RECORD EXTRACTS:
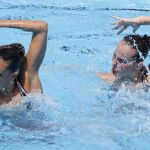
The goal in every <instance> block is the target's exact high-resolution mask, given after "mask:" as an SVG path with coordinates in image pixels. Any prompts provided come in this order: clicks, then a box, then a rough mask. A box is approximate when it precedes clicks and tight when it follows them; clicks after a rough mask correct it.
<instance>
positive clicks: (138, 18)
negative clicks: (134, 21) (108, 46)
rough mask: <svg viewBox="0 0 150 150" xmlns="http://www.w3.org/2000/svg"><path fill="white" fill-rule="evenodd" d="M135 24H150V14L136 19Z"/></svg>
mask: <svg viewBox="0 0 150 150" xmlns="http://www.w3.org/2000/svg"><path fill="white" fill-rule="evenodd" d="M134 20H135V24H138V25H150V16H141V17H137V18H135V19H134Z"/></svg>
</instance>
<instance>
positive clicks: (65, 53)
mask: <svg viewBox="0 0 150 150" xmlns="http://www.w3.org/2000/svg"><path fill="white" fill-rule="evenodd" d="M0 4H1V5H0V11H1V14H0V18H1V19H41V20H45V21H47V22H48V24H49V33H48V45H47V53H46V57H45V59H44V62H43V64H42V66H41V69H40V76H41V80H42V83H43V88H44V91H45V92H44V94H43V95H41V94H39V93H33V94H31V95H29V97H27V98H25V100H24V101H25V102H26V101H30V102H32V107H33V108H32V110H28V111H26V109H25V103H24V104H22V105H21V106H16V107H13V108H10V107H2V108H1V109H0V114H1V115H0V116H1V117H0V127H1V130H0V149H3V150H7V149H15V150H20V149H21V150H25V149H36V150H41V149H43V150H48V149H51V150H63V149H64V150H70V149H71V150H105V149H109V150H122V149H123V150H126V149H129V150H135V149H137V150H141V149H142V150H143V149H144V150H148V149H149V146H150V142H149V141H150V127H149V126H150V117H149V114H150V102H149V99H150V94H149V92H145V91H144V90H143V89H140V90H137V91H134V92H132V91H128V90H127V89H126V87H124V86H122V88H121V89H120V90H119V91H118V92H114V91H111V90H110V88H109V86H108V85H107V84H106V83H104V82H103V81H101V80H100V79H99V78H97V77H96V72H100V71H101V72H102V71H106V72H109V71H110V69H111V57H112V53H113V51H114V49H115V45H116V44H117V43H118V41H119V40H120V39H121V37H123V36H124V35H125V34H128V33H130V31H131V30H130V28H129V29H128V30H127V31H126V32H125V33H123V34H122V35H119V36H117V35H116V33H115V32H112V31H111V28H112V27H111V25H110V23H111V22H113V18H112V16H113V15H118V16H122V17H133V16H139V15H148V13H149V12H150V10H149V6H150V2H148V1H147V0H143V1H138V0H133V1H132V2H130V1H129V0H126V1H124V0H120V1H119V2H118V1H117V0H115V1H114V0H77V1H73V0H69V1H67V0H61V1H60V0H55V1H53V0H51V1H49V0H45V1H38V0H36V1H35V0H29V1H25V0H22V1H16V2H15V3H14V1H13V0H10V1H9V2H6V1H4V0H1V1H0ZM149 28H150V27H146V26H144V27H141V28H140V29H139V30H138V33H139V34H144V33H147V34H150V33H149ZM0 35H1V40H0V44H7V43H12V42H20V43H22V44H23V45H24V46H25V47H26V49H27V48H28V44H29V42H30V38H31V34H30V33H26V32H23V33H22V32H20V31H19V30H14V29H7V30H5V29H0Z"/></svg>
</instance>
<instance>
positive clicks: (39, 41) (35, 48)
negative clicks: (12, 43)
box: [0, 20, 48, 105]
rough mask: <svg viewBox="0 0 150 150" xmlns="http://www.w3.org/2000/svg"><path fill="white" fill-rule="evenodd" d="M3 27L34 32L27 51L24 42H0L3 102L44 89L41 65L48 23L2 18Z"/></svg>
mask: <svg viewBox="0 0 150 150" xmlns="http://www.w3.org/2000/svg"><path fill="white" fill-rule="evenodd" d="M0 27H1V28H15V29H21V30H23V31H25V32H32V39H31V42H30V46H29V50H28V51H27V54H25V50H24V47H23V45H22V44H20V43H13V44H9V45H2V46H0V105H2V104H8V103H10V102H11V101H12V99H13V97H16V96H18V97H19V100H20V99H21V96H26V95H27V93H30V92H31V91H33V90H38V91H41V92H42V85H41V82H40V78H39V74H38V71H39V68H40V65H41V63H42V61H43V58H44V55H45V51H46V45H47V32H48V26H47V23H46V22H44V21H31V20H0Z"/></svg>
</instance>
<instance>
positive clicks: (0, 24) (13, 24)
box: [0, 20, 48, 71]
mask: <svg viewBox="0 0 150 150" xmlns="http://www.w3.org/2000/svg"><path fill="white" fill-rule="evenodd" d="M0 27H7V28H17V29H22V30H24V31H29V32H32V33H33V35H32V40H31V43H30V46H29V50H28V53H27V55H26V56H27V63H28V68H29V69H34V70H35V71H38V69H39V67H40V65H41V63H42V60H43V58H44V55H45V50H46V43H47V31H48V27H47V23H46V22H44V21H31V20H0Z"/></svg>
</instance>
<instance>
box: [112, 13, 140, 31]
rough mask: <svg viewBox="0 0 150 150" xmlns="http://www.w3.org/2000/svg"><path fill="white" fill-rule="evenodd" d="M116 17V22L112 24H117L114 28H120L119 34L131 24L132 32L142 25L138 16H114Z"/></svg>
mask: <svg viewBox="0 0 150 150" xmlns="http://www.w3.org/2000/svg"><path fill="white" fill-rule="evenodd" d="M113 17H114V18H115V19H117V21H116V22H114V23H112V25H115V27H114V28H113V29H112V30H117V29H120V31H119V32H117V34H120V33H122V32H123V31H124V30H126V29H127V28H128V27H129V26H131V27H132V28H133V29H132V32H133V33H135V32H136V30H137V29H138V28H139V27H140V25H139V24H138V22H137V19H136V18H132V19H129V18H120V17H117V16H113Z"/></svg>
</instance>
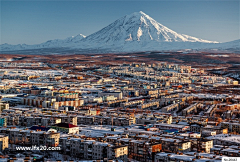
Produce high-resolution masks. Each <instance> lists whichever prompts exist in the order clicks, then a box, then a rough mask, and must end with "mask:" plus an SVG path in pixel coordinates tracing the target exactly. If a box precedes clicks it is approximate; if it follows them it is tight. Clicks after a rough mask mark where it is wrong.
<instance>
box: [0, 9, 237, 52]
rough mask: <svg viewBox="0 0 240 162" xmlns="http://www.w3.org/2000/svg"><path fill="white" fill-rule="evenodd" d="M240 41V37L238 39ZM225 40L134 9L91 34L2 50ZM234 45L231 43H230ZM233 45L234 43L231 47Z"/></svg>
mask: <svg viewBox="0 0 240 162" xmlns="http://www.w3.org/2000/svg"><path fill="white" fill-rule="evenodd" d="M237 42H238V43H239V41H237ZM221 44H222V43H218V42H216V41H208V40H203V39H200V38H196V37H192V36H188V35H185V34H179V33H177V32H175V31H173V30H171V29H169V28H167V27H166V26H164V25H162V24H160V23H158V22H157V21H156V20H154V19H153V18H151V17H150V16H148V15H147V14H145V13H143V12H142V11H140V12H134V13H132V14H130V15H126V16H124V17H122V18H120V19H118V20H116V21H114V22H113V23H111V24H110V25H108V26H106V27H105V28H103V29H101V30H99V31H97V32H95V33H93V34H91V35H89V36H84V35H82V34H79V35H77V36H75V37H69V38H66V39H64V40H59V39H55V40H49V41H47V42H44V43H41V44H37V45H26V44H19V45H9V44H2V45H1V46H0V47H1V51H2V52H4V53H6V52H7V51H19V50H24V51H25V50H33V49H34V51H37V50H40V49H41V50H42V51H44V49H45V50H46V49H52V50H50V51H53V50H54V49H58V51H59V50H60V51H61V49H62V50H65V51H66V50H71V51H72V52H76V51H78V52H79V51H81V52H84V53H87V51H91V52H92V51H95V52H97V53H101V52H103V53H106V52H137V51H158V50H178V49H204V48H218V47H221ZM229 45H230V46H231V43H230V44H229ZM229 48H231V47H229Z"/></svg>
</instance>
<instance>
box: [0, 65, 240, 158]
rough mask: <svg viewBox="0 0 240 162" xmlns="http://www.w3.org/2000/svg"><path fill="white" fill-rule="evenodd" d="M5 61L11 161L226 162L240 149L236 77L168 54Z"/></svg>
mask: <svg viewBox="0 0 240 162" xmlns="http://www.w3.org/2000/svg"><path fill="white" fill-rule="evenodd" d="M0 66H1V69H0V74H1V76H0V78H1V82H0V88H1V89H0V91H1V117H0V126H1V128H0V151H1V158H2V160H4V159H5V160H6V159H10V160H22V161H23V160H25V161H61V160H64V161H98V160H100V161H109V162H110V161H113V162H116V161H118V162H121V161H123V162H127V161H131V162H132V161H140V162H165V161H166V162H168V161H169V162H170V161H177V162H180V161H181V162H190V161H196V162H217V161H219V162H220V161H222V159H223V158H224V157H239V156H240V135H239V133H240V123H239V116H240V111H239V110H240V85H239V82H238V80H237V79H236V77H235V78H234V77H227V76H224V75H220V74H217V73H216V72H215V73H212V72H210V71H208V70H206V69H203V68H195V67H192V66H191V65H184V64H176V63H169V62H160V61H155V62H154V63H150V62H149V61H147V62H144V61H141V62H136V63H134V62H132V63H116V62H115V63H113V64H108V63H106V64H105V65H104V63H102V64H101V65H100V64H94V62H92V63H91V64H70V65H69V64H68V65H66V64H65V63H64V64H61V63H56V62H55V63H54V64H53V63H49V62H44V61H43V62H39V61H38V62H36V61H33V62H21V61H13V60H11V61H9V60H8V61H2V62H1V63H0ZM69 67H71V68H69ZM230 76H231V75H230Z"/></svg>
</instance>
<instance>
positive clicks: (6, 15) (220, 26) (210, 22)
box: [0, 1, 239, 44]
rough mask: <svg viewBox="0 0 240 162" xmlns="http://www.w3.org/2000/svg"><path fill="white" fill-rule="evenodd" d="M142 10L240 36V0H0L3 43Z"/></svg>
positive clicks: (216, 33) (167, 26)
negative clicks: (135, 0)
mask: <svg viewBox="0 0 240 162" xmlns="http://www.w3.org/2000/svg"><path fill="white" fill-rule="evenodd" d="M139 11H143V12H144V13H146V14H147V15H149V16H150V17H152V18H153V19H155V20H156V21H158V22H159V23H161V24H163V25H164V26H166V27H168V28H170V29H172V30H174V31H176V32H178V33H181V34H187V35H190V36H194V37H198V38H202V39H206V40H210V41H218V42H227V41H233V40H236V39H239V1H1V30H0V31H1V42H0V43H1V44H3V43H9V44H23V43H26V44H38V43H42V42H45V41H47V40H51V39H65V38H67V37H70V36H75V35H77V34H83V35H86V36H88V35H90V34H92V33H94V32H97V31H98V30H100V29H102V28H103V27H105V26H107V25H109V24H110V23H112V22H114V21H115V20H117V19H119V18H121V17H123V16H125V15H127V14H131V13H133V12H139Z"/></svg>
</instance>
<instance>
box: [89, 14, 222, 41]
mask: <svg viewBox="0 0 240 162" xmlns="http://www.w3.org/2000/svg"><path fill="white" fill-rule="evenodd" d="M84 41H86V42H87V41H89V42H91V43H93V42H94V43H104V44H114V43H120V44H124V43H126V42H129V41H138V42H142V43H143V44H146V43H148V42H151V41H157V42H203V43H218V42H214V41H207V40H203V39H199V38H195V37H191V36H188V35H184V34H178V33H176V32H175V31H173V30H171V29H169V28H167V27H165V26H163V25H162V24H160V23H158V22H157V21H155V20H154V19H153V18H151V17H150V16H148V15H146V14H145V13H143V12H142V11H140V12H134V13H132V14H130V15H126V16H124V17H122V18H120V19H118V20H116V21H115V22H113V23H112V24H110V25H108V26H107V27H105V28H103V29H101V30H100V31H98V32H96V33H94V34H92V35H89V36H88V37H86V39H85V40H84Z"/></svg>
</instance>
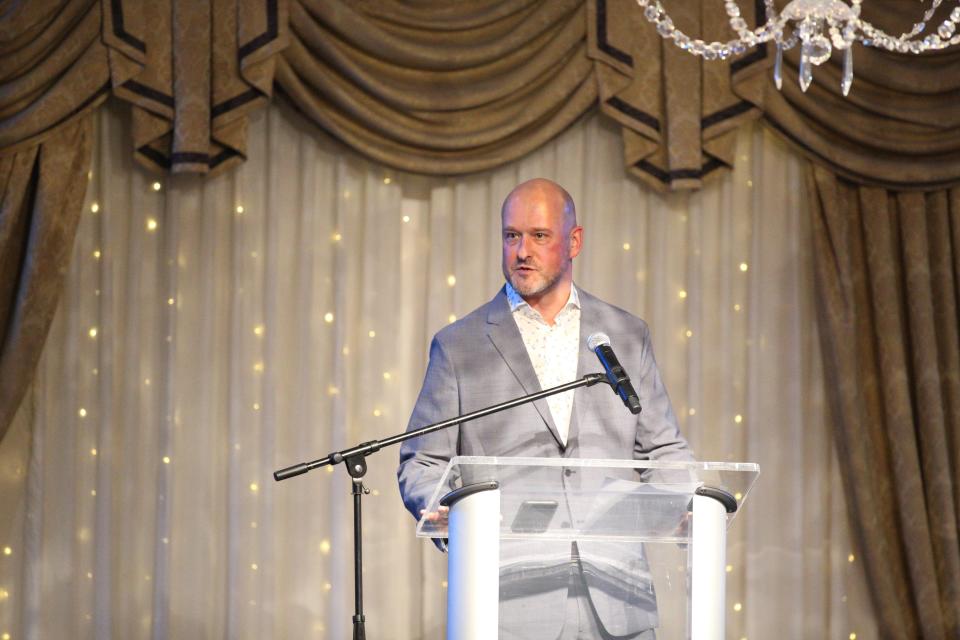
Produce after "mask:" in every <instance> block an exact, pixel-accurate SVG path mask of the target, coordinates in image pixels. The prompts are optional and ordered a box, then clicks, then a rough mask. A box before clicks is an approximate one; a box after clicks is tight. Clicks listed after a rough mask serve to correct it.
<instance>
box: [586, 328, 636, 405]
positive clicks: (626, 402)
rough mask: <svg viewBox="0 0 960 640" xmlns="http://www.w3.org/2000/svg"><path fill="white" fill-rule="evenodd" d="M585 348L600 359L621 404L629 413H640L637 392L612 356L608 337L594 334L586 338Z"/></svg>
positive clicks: (625, 374) (604, 334)
mask: <svg viewBox="0 0 960 640" xmlns="http://www.w3.org/2000/svg"><path fill="white" fill-rule="evenodd" d="M587 346H588V347H590V350H591V351H593V352H594V353H596V354H597V357H598V358H600V364H602V365H603V369H604V370H605V371H606V372H607V380H609V381H610V386H612V387H613V392H614V393H616V394H617V395H618V396H620V399H621V400H623V404H625V405H626V406H627V409H630V413H634V414H637V413H640V398H639V397H637V392H636V391H634V390H633V385H632V384H630V376H628V375H627V372H626V371H624V370H623V367H621V366H620V361H619V360H617V356H616V355H614V353H613V348H612V347H611V346H610V338H609V336H607V334H605V333H599V332H597V333H594V334H592V335H591V336H590V337H589V338H587Z"/></svg>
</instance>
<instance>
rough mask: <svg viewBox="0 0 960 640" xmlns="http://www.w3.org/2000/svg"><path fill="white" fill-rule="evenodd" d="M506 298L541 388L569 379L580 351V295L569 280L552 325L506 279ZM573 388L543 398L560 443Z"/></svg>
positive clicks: (574, 287)
mask: <svg viewBox="0 0 960 640" xmlns="http://www.w3.org/2000/svg"><path fill="white" fill-rule="evenodd" d="M507 301H508V302H509V303H510V311H511V312H512V314H513V320H514V322H516V323H517V328H518V329H519V330H520V336H521V337H522V338H523V344H524V346H525V347H526V348H527V355H529V356H530V361H531V362H532V363H533V370H534V371H535V372H536V373H537V380H539V381H540V388H541V389H549V388H550V387H555V386H557V385H560V384H564V383H567V382H572V381H573V380H574V379H576V377H577V360H578V356H579V354H580V296H579V294H578V293H577V288H576V287H575V286H573V283H572V282H571V283H570V297H569V298H568V299H567V304H565V305H564V306H563V309H561V310H560V313H558V314H557V317H556V318H554V324H553V326H551V325H549V324H547V321H546V320H544V319H543V316H541V315H540V312H539V311H537V310H536V309H534V308H533V307H531V306H530V305H529V303H527V302H526V301H525V300H524V299H523V298H522V297H520V294H519V293H517V292H516V290H515V289H514V288H513V287H512V286H511V285H510V283H509V282H507ZM573 393H574V392H573V391H564V392H563V393H558V394H556V395H552V396H550V397H549V398H547V405H548V406H549V407H550V414H551V416H552V417H553V423H554V424H555V425H556V426H557V432H558V433H559V435H560V440H561V441H562V442H563V444H564V445H566V444H567V436H568V435H569V433H570V414H571V412H572V411H573Z"/></svg>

REQUEST:
Copy the records word for word, starting at their first line and stopping after the line that contains "negative clicks: (134, 21) (108, 46)". Leave the pictures out.

TASK RESPONSE:
The goal in every <instance> block is the target's exact high-resolution mask, given after "mask:" as an SVG path with coordinates in image pixels. Any prompts provided come in this order: clicks, then a box, then a rough mask. A box is approximate when it precedes clicks and tight when it follows them; clicks after a rough mask correct it.
<instance>
positive clicks: (138, 18)
negative clicks: (134, 21) (108, 46)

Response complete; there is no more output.